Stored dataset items
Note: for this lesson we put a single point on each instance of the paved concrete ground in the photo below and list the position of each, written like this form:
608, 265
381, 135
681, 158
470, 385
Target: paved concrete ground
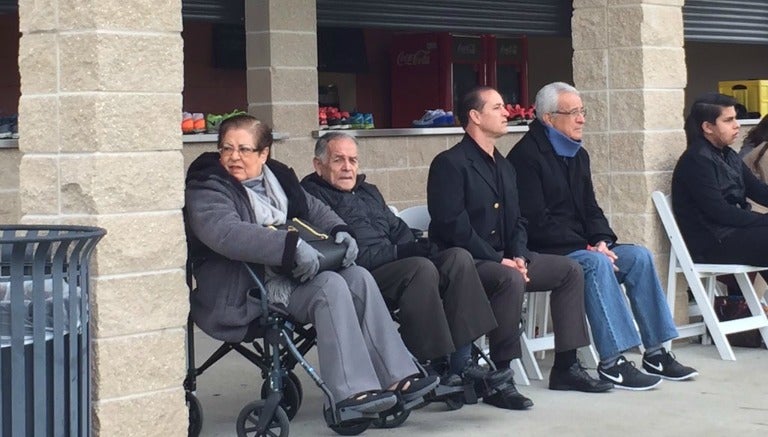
728, 398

Exercise requirements — Put every line of the records above into a JSON list of strings, one string per line, leaving out blank lines and the pictures.

Exercise result —
[
  "Note: for this lesson we put a single point on each instance of the paved concrete ground in the photo below and list the position of each, written like this form:",
  "608, 265",
  "381, 135",
  "681, 158",
  "470, 385",
  "Target: paved concrete ground",
  "728, 398"
]